Listed entries ▸

[START]

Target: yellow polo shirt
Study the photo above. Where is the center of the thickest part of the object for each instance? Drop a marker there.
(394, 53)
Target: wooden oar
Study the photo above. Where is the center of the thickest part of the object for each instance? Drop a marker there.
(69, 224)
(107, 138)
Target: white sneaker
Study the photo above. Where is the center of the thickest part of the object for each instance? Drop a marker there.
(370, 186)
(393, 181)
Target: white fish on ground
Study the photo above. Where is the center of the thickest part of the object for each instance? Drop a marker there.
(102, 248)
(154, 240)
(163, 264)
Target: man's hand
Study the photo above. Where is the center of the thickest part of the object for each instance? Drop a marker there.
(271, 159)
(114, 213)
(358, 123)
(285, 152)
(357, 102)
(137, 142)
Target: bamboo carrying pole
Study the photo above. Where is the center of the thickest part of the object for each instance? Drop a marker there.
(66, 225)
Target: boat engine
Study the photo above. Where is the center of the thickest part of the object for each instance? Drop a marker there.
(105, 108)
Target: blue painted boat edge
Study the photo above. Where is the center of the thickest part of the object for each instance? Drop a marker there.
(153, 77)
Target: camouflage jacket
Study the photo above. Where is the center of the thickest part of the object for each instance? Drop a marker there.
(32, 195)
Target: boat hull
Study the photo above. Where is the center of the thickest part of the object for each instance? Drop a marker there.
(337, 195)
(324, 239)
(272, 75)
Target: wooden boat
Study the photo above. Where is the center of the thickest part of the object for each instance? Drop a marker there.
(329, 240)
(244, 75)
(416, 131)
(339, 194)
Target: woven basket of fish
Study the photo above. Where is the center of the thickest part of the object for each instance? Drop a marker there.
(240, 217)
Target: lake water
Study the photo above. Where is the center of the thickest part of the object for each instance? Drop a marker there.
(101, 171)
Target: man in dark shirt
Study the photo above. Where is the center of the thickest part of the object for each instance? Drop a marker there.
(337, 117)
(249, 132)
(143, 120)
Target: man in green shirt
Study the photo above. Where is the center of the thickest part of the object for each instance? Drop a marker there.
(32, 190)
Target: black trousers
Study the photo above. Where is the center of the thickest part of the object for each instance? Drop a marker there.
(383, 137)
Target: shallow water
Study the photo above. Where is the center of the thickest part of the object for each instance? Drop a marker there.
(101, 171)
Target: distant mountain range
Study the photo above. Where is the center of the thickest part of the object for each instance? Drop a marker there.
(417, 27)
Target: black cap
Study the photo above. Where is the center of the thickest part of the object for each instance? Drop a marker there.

[END]

Exercise directions ▸ Reproduce all of the entries above word for word, leaving every line unchanged.

Written reply ▸
Target: yellow polo shirt
Study the photo above. Where is the center of the thickest part of the object for each instance? Drop a marker there.
(394, 53)
Target: wooden oar
Study the photo above. Where is the center of the thickest part of the object for each instance? Drop a marker there.
(69, 224)
(107, 138)
Target: white sneaker
Study the photo above. Where is the center of the thickest part of the object for each instance? Drop a marker there.
(370, 186)
(393, 181)
Target: white fish on ground
Study the photo above. Where is the center of the thickest part of the object for each instance? Drop a marker there.
(102, 248)
(154, 240)
(163, 264)
Target: man's hand
Study the photo above. Where is the center of the thickest part of the object for each instance? Drop a marker there.
(271, 159)
(114, 213)
(358, 123)
(285, 152)
(357, 102)
(137, 142)
Target: bamboo carrying pole
Study the photo above. Where is the center of the thickest part of the object for each instance? Drop a marker there.
(66, 225)
Target: boat engine
Study the photo above. Where is the center of the thickest part of the object for each instance? Drop a marker there.
(105, 108)
Target: blue painted boat edge
Study the photo above. Where is the center of the thickest part of the object for each instance? Drop a marker there.
(153, 77)
Target: camouflage jacket
Study the photo above. Where is the center of the thickest part of the object for each instance? Drop a marker there.
(32, 195)
Target: boat hull
Study the photo above. Where is the center of the thickest part of the object for each instance? Drop a marker there.
(337, 195)
(324, 239)
(272, 75)
Target: wooden boat
Study the photo above. Where is the center of the thickest part of the object for each instance? Drop a marker there.
(329, 240)
(244, 75)
(416, 131)
(339, 194)
Target: woven basket of fish
Study the photo above. Where is the center of the thickest part of the object for each instance? Drop a marker there.
(240, 217)
Target: lake water
Study the photo above. Where is the center of the thickest part of the object for each instance? Drop a marker there.
(101, 171)
Target: man in dark shirt
Study the photo above. Where is the center of the thickest part of the object for each instance? Drop a marker there.
(337, 117)
(249, 132)
(143, 120)
Target: man in green shirt
Study the photo above. Where is the center of the thickest part of the object for each instance? Drop a marker there.
(32, 190)
Target: black trousers
Study the photo above. Where is the center of the thickest part of the object for each instance? Drop a marker there.
(383, 137)
Target: shallow water
Study the photo above. Where is the center of the thickest part of the object for each instance? Drop a marker there.
(101, 171)
Target: distant mountain range
Study the photo above. Where is the center of the thickest part of the object for each instance? Drop a marker there.
(417, 27)
Target: black cap
Study the photo above. Where is the center of the thickest part of the object for each instance? Drop a marker there.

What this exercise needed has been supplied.